TASK REQUIREMENTS: Can you print every one of the following records back unchanged, line for line?

DATA TO USE:

- - - -

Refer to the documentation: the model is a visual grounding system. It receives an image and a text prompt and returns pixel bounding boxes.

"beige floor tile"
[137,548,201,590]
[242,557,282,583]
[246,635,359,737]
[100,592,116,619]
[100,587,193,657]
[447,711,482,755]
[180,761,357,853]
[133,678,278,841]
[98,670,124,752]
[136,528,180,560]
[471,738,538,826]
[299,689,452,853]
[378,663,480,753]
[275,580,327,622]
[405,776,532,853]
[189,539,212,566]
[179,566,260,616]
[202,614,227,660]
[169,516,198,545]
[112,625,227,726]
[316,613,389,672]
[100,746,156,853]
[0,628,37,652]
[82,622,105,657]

- - - -

THE RESULT:
Refer to the documentation: the model is a visual grounding system. It receives an image and a text prompt and returns pixel bounding boxes.

"beige floor tile"
[137,548,201,590]
[242,557,282,583]
[246,635,359,737]
[100,592,116,619]
[100,587,193,657]
[447,711,482,755]
[180,761,357,853]
[133,678,278,841]
[98,670,124,752]
[136,528,180,560]
[471,738,538,826]
[299,689,452,853]
[378,663,480,753]
[275,580,327,622]
[405,776,532,853]
[189,539,212,566]
[179,566,260,616]
[202,614,227,660]
[169,516,198,545]
[112,625,227,726]
[316,613,389,672]
[100,746,156,853]
[0,628,37,652]
[82,622,105,657]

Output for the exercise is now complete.